Just before Friday practice I got the rotation and saw we were going to be on Course Bravo, the  farther out, more exposed and thus windier and choppier of the two racecourses. The year before we had sailed mostly on Alpha, but won the finals on Bravo. So to get experience we plained out on a reach for 20 minutes, team racing 3v2 the whole way to a distant mark in the Bravo cove. Except that we didn't team race because the team of 2, Sara and Lulu passed everyone and it turned into a game of Chase. This was a valuable lesson. We spent most of the day running 3v2 around a starboard triangle - a beat and the two reach angles that would be new to us. The kids were competitive on the reaches and we got experience trying to balance upwind in the wind shifts. Balance is a key concept in team racing and can be defined two ways:

We are balanced when we are on the same ladder rung. 

We are balanced when my teammate across the course is ahead of my opponent I am covering 
(and vise versa).


If a team in a 1,2,3 gets unbalanced, then they are really only in 1,2,4, or 1,3,4. If the other team brings the unbalanced pairs together, then we have a team race! In Germany the shifts and puffs were insane and it was really hard to balance. We made the conscious decision to not worry about it soo much on the first beat and really try to sail the shifts and fleet race. As a coach you are always trying to prioritize what will win the regatta based on the conditions, and this strategy played into our team's strength in addition to the long courses with muti-shift beats.

Finally, the "Banana Triangle" as this drill shill be called (1,2,5 vs 3,4 invokes the "Split the Banana" concept) got pretty good and we raced the Dutch one more time, as well as handling the Norwegians once. Connor was soo cold from being inappropriately dressed that I sent him in for the Netherlands race and we lost another close one with Jack and Lulu sailing. There was a lot of tape to break down on the iPad and my dad's wooden cutout boats to push around the table as we addressed our mistakes after dinner.

The reaches were going to be where we would have to win during this regatta. We have a saying in team racing:

"Be predictable to your teammates and enigmatic to your opponents" 

Crushing the opposition on the reaches would not just be about boatspeed, we had to know who/when/how to  to separate to push the race forward, to make execution easier for the teammate  "playing back" as well as the "Pusher." After our full team strategic meeting I met individually with each team member to talk with them about what the team would need from them. 
 Sara and Conner Going high on the reach leg while Stephan sets "move of death"
Going high on the bottom reach! Over the top again! 



Maybe it was the cold fall bringing me back to my New England childhood, but I began thinking about a book I had read as a kid, "The Once and Future King" by T.H. White. The first book of the volume, "The Sword in the Stone" chronicles King Arthur's imagined childhood, and education by the Wizard Merlin. Arthur goes out in the woods by himself and meets Merlin, who transforms Arthur into all types of animals, from Geese to Hawks to Ants, so that he can learn the lessons he will need to be a good King. Of course at this point everybody is still calling him Wart, a bastard who is to be squire to the Castle's heir, Kay. It is only when he commits a truly helpful act - pulling the Sword from the Stone to give to Kay who has lost his, that he becomes King of England. One of Merlin's lines stuck with me and I gave it to Stephan:

"A good king is first in every charge and last in every defeat"

— Collected data —
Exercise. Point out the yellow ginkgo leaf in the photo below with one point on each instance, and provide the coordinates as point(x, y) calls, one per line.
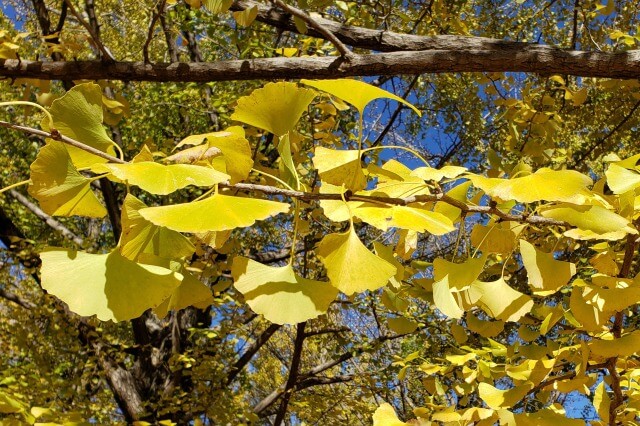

— What is being asked —
From the team racing passage, extract the text between "Crushing the opposition" and "need from them.", inclusive. The listing has nothing to do with what comes next.

— Answer for this exercise —
Crushing the opposition on the reaches would not just be about boatspeed, we had to know who/when/how to  to separate to push the race forward, to make execution easier for the teammate  "playing back" as well as the "Pusher." After our full team strategic meeting I met individually with each team member to talk with them about what the team would need from them.